#### [Given problem]
Count the lines in the rows below that contain the string "mountain", treating uppercase and lowercase as different. Reply with the number alone.

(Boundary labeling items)
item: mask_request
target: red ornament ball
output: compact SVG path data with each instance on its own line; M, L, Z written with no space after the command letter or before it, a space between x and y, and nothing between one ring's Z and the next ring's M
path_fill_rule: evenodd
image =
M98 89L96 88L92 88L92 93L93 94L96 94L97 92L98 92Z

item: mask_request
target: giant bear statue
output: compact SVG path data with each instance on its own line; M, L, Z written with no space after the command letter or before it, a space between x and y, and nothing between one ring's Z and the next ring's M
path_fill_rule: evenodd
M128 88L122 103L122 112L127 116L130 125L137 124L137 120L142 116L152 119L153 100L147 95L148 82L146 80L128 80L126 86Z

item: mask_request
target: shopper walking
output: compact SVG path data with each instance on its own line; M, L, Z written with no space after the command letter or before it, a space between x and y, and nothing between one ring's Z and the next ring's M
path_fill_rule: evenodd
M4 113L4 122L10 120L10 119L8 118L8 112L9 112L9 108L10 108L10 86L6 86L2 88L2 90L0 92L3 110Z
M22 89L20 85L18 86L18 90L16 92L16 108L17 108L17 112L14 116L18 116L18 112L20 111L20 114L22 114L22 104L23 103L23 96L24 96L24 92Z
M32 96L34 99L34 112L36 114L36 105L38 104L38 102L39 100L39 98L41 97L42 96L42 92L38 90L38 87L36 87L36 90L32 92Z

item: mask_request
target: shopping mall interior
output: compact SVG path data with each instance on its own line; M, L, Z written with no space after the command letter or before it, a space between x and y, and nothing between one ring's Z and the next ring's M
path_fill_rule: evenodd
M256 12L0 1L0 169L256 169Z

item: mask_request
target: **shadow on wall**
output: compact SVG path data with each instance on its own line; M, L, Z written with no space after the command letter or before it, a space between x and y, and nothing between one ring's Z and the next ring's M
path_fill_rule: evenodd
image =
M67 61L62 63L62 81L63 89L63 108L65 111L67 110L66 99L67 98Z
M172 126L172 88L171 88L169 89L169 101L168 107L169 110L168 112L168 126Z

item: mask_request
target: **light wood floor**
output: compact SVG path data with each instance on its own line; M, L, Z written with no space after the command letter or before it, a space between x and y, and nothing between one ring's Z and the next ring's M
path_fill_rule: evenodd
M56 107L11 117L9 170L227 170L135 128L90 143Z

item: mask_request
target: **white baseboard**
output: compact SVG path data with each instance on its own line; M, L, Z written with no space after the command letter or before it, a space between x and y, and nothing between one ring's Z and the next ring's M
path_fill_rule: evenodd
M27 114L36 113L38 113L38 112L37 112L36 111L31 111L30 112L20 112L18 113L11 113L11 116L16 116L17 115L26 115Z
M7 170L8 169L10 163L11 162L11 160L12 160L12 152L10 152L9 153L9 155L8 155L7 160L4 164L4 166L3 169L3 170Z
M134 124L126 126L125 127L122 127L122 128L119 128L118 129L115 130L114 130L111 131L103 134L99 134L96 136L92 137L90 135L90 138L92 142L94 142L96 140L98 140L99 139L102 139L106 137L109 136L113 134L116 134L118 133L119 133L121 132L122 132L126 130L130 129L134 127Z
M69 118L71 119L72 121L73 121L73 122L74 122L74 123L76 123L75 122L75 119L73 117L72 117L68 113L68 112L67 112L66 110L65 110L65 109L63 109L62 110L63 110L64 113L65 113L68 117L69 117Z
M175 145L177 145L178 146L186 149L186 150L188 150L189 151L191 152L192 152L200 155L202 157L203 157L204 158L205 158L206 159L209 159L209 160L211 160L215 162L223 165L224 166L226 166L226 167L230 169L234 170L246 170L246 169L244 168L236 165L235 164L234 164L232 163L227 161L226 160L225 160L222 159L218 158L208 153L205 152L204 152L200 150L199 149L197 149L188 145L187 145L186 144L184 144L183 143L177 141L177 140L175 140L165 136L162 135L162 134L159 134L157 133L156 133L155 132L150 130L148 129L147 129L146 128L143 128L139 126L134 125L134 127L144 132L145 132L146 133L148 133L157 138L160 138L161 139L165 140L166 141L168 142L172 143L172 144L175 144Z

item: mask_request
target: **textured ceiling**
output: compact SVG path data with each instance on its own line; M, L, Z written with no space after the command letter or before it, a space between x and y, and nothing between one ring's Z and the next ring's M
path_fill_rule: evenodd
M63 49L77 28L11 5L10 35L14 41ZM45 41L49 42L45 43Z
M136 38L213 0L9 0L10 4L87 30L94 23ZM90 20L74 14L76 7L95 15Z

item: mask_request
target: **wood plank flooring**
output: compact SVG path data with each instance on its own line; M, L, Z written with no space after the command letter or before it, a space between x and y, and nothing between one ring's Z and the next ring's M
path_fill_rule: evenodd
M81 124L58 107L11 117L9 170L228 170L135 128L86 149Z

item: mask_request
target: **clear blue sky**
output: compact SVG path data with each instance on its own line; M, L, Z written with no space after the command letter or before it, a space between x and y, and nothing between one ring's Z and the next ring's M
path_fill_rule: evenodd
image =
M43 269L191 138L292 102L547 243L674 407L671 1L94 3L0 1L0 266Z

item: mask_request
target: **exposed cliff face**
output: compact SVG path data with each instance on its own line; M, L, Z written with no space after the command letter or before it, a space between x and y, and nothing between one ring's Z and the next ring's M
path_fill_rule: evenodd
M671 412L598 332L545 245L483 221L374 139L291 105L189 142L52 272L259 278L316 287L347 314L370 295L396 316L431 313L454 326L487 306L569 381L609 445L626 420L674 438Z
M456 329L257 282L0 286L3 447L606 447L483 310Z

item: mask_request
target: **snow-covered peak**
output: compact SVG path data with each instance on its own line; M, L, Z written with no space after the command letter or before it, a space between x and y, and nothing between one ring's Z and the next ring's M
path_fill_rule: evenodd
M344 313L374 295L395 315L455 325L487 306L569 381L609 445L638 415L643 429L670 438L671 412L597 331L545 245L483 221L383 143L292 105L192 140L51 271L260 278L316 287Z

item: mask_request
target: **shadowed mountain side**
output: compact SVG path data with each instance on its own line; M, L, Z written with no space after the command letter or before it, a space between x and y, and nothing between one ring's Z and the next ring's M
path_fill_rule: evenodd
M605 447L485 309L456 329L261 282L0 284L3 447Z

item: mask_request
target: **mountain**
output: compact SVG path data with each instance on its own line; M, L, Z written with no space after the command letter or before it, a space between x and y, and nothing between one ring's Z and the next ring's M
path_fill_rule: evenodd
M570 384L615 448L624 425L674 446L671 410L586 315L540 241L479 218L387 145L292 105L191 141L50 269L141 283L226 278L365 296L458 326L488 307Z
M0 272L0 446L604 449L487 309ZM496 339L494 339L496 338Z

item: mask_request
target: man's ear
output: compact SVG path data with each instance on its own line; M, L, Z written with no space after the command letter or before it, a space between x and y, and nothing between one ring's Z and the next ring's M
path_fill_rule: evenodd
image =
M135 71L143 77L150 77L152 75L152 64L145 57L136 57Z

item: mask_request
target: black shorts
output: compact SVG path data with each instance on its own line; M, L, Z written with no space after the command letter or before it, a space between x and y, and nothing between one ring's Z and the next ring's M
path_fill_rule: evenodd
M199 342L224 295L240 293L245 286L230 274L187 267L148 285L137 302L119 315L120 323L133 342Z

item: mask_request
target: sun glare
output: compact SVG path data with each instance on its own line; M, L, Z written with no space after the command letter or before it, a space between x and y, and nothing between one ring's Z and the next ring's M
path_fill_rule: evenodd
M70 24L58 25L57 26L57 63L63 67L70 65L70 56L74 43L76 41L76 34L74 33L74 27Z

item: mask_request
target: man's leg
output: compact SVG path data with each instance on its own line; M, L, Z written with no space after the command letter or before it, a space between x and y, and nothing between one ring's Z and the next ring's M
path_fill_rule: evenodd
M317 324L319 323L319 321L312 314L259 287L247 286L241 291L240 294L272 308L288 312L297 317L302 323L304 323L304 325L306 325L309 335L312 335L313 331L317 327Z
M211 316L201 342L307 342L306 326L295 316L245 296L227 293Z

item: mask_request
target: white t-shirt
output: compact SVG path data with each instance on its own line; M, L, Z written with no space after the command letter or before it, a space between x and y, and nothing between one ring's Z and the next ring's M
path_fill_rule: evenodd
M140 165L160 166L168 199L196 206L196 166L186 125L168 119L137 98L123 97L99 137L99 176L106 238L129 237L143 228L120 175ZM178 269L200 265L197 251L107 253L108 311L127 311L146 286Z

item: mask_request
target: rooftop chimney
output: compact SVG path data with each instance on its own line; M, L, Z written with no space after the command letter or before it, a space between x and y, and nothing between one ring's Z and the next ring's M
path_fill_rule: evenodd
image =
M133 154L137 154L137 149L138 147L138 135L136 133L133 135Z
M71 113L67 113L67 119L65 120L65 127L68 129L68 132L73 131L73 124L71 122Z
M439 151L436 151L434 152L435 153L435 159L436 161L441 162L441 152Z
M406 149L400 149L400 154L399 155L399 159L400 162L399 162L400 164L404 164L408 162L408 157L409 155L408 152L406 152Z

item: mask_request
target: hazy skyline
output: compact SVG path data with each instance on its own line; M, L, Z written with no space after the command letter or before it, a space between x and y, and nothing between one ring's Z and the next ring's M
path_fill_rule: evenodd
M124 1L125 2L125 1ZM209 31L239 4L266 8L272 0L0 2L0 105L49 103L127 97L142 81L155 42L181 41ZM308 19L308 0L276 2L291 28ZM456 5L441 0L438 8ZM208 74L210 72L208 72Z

#### [Solution to this exercise]
2